→ Task prompt:
Can you render the material as a JSON list of strings, one string per line with blank lines dropped, beginning at the line that has "Task: locate the bicycle handlebar." and stopping after the line that has "column 346, row 144"?

→ Records for the exercise:

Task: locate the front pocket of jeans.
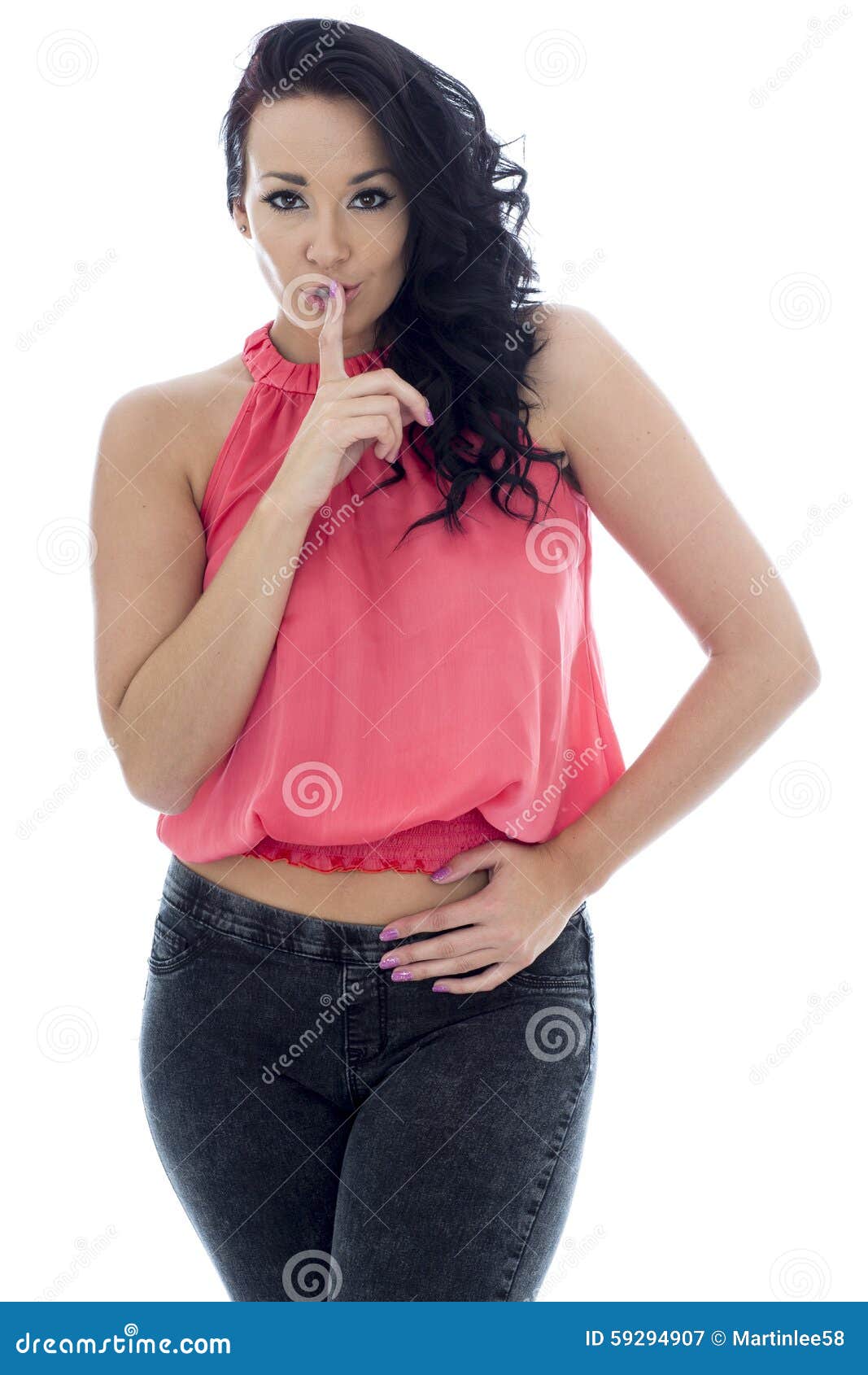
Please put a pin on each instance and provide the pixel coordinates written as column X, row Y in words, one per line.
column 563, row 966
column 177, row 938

* * *

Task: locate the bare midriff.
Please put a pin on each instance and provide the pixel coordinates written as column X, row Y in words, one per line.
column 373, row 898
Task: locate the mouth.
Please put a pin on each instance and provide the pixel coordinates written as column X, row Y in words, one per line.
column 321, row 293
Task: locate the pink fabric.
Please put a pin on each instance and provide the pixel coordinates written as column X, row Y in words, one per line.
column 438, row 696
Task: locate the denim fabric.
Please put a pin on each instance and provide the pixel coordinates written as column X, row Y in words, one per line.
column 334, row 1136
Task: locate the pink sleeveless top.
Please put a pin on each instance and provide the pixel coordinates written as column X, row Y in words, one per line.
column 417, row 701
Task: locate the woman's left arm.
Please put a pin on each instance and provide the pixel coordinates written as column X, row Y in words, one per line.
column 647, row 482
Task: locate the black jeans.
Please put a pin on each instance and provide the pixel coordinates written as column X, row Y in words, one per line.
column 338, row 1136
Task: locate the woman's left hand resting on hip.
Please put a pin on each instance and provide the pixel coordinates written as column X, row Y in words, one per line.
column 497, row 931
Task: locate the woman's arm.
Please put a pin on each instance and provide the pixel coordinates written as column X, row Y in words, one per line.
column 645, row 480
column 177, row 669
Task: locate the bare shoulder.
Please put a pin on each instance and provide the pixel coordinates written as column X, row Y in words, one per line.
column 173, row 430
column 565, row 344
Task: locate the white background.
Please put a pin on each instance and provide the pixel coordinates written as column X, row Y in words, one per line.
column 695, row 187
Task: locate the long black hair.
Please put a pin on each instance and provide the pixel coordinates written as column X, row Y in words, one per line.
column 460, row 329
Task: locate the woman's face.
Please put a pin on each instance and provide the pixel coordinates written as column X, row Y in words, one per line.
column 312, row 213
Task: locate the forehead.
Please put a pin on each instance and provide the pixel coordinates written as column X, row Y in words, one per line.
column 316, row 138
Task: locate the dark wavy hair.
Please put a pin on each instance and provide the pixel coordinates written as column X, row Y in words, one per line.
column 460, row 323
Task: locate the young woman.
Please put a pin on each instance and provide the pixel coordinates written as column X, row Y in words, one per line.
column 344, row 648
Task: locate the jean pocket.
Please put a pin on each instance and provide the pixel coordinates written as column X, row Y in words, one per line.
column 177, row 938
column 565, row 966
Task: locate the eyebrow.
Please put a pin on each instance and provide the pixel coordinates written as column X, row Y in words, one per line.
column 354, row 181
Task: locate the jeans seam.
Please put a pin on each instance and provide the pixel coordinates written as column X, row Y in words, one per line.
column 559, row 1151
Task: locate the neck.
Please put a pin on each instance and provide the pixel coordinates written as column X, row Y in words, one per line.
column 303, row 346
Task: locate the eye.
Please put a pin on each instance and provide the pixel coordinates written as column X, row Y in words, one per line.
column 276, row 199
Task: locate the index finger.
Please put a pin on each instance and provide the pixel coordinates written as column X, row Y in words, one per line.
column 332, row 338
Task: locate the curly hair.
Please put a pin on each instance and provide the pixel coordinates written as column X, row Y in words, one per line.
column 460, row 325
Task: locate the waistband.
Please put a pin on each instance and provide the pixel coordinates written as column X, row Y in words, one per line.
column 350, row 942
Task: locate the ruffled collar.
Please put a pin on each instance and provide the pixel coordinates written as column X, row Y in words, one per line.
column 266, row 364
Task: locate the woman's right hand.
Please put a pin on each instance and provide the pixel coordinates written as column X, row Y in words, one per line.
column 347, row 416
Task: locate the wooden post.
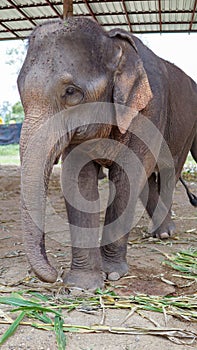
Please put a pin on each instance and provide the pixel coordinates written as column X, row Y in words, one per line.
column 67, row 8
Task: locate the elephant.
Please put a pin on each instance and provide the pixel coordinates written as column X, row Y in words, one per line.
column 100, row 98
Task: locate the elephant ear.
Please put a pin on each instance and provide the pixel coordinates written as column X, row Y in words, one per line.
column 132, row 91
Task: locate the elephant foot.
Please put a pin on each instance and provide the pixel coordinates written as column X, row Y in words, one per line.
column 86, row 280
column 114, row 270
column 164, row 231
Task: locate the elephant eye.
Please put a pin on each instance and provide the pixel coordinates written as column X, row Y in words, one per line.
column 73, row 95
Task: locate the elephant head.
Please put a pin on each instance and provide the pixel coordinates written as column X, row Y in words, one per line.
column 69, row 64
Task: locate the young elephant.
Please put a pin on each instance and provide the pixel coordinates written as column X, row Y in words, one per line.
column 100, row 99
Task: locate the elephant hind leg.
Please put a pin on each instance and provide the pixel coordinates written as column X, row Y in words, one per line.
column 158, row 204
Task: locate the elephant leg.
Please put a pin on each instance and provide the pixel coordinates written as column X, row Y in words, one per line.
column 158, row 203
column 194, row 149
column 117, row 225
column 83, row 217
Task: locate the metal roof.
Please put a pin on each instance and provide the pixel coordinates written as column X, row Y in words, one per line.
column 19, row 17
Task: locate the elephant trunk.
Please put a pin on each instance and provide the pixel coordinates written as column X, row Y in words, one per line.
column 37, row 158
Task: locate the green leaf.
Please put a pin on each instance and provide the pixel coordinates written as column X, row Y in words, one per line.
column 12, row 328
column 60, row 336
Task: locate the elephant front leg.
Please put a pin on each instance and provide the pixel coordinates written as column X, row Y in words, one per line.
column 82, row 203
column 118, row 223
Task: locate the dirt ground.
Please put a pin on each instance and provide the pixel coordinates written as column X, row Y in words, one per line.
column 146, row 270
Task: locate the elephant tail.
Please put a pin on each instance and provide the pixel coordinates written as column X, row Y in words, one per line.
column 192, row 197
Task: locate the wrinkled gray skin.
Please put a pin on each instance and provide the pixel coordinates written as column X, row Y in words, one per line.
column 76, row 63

--

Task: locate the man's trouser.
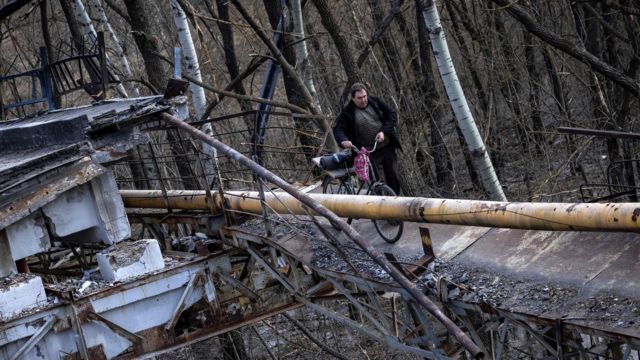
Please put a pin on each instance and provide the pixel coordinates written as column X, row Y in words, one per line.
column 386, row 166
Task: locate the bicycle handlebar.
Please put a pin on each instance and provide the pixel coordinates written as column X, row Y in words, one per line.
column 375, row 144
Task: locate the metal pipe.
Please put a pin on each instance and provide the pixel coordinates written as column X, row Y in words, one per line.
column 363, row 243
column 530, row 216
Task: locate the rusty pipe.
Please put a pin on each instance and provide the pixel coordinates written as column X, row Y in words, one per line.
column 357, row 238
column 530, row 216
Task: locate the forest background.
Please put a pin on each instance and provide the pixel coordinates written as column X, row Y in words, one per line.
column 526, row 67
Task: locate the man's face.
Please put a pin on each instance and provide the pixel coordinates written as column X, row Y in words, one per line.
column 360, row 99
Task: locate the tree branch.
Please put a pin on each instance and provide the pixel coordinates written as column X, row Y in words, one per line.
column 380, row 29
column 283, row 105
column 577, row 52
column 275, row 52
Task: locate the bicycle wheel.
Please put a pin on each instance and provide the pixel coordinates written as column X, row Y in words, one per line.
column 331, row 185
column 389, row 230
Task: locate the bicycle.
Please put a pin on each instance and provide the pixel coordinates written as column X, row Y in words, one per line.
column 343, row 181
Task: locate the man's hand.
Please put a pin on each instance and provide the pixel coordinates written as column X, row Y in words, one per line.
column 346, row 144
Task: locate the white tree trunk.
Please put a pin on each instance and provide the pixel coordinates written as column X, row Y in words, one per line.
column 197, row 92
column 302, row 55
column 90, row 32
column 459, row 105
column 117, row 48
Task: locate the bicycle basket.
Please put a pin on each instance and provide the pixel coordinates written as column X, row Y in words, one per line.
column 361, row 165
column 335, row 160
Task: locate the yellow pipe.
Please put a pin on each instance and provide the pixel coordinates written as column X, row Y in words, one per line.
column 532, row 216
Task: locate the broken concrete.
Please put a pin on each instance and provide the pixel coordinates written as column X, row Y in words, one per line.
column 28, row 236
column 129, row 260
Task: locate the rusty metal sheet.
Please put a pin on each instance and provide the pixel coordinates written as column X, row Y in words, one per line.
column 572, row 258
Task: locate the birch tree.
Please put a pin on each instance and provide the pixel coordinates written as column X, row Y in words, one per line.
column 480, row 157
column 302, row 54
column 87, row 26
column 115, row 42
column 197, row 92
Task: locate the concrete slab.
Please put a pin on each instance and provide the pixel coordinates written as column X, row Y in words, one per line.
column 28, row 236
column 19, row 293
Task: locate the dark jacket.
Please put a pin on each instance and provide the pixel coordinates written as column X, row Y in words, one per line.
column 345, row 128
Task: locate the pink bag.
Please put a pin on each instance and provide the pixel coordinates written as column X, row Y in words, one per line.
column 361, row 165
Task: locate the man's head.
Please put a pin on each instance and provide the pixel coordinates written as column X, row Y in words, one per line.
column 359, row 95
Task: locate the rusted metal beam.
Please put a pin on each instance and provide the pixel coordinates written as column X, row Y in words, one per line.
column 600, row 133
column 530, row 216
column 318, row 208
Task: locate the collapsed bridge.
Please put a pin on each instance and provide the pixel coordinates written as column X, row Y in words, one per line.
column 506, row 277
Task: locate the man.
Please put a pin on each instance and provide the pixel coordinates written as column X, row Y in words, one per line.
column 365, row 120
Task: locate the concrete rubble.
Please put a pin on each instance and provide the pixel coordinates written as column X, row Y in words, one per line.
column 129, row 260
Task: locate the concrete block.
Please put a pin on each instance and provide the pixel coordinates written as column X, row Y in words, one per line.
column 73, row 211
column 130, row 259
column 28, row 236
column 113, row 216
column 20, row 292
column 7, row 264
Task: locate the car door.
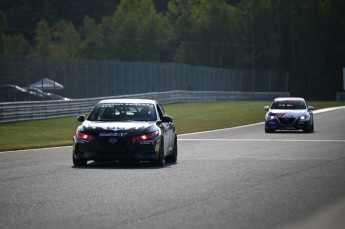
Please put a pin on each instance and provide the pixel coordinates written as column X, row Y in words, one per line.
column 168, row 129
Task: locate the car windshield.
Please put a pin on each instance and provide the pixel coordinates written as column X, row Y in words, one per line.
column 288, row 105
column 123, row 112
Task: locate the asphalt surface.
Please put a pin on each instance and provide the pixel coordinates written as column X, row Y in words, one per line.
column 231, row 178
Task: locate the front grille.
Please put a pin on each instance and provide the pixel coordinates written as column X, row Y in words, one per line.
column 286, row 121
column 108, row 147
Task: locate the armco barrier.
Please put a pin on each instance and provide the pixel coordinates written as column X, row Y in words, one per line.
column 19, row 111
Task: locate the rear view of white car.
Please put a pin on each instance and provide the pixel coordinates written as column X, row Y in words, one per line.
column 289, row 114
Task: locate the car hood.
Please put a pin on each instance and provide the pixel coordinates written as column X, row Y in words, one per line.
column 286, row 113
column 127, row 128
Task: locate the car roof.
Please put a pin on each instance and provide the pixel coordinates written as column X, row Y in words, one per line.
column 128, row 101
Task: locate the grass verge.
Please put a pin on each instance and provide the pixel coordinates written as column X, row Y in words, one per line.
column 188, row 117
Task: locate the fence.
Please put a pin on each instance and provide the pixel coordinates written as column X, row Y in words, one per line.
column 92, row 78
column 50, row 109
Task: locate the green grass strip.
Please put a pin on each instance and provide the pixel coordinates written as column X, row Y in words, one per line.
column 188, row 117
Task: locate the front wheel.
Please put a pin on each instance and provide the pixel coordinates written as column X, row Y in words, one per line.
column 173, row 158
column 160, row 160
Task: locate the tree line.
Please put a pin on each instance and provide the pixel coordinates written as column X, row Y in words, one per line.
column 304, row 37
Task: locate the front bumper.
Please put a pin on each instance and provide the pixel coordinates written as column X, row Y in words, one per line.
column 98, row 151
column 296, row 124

→ The reply:
[
  "Task: locate the bicycle handlebar.",
  "Please put a pin on each instance and provide the pixel coordinates written as column X, row Y in words, one per line.",
  "column 375, row 144",
  "Task: locate the metal pipe.",
  "Please put a pin on each instance and provide the pixel coordinates written as column X, row Y in words, one per line.",
  "column 363, row 243",
  "column 530, row 216",
  "Task: locate the rusty pipe.",
  "Please put a pin on each instance and provide the pixel coordinates written as column X, row Y in words, one per line.",
  "column 357, row 238",
  "column 530, row 216",
  "Task: locate the forest background.",
  "Please put a pin on each instance and provide the pixel coordinates written as column X, row Y in words, one per line.",
  "column 526, row 67",
  "Task: locate the man's face.",
  "Please put a pin on each instance and provide the pixel coordinates written as column X, row Y in words, one per line.",
  "column 360, row 99",
  "Task: locate the tree branch.",
  "Please put a pin on each instance and provide the pixel coordinates written as column X, row Y in words, one per line.",
  "column 380, row 29",
  "column 283, row 105",
  "column 577, row 52",
  "column 275, row 52",
  "Task: locate the bicycle wheel.",
  "Please put a pin on each instance and provide the pixel coordinates written as column X, row Y in words, one per line.",
  "column 331, row 185",
  "column 389, row 230",
  "Task: locate the bicycle.",
  "Please put a pin on each instance and provide the pixel coordinates written as column X, row Y in words, one per line.",
  "column 343, row 181",
  "Task: locate the man's hand.",
  "Please put a pin on each instance and provide the pixel coordinates written as column X, row Y in words, one per line.",
  "column 346, row 144"
]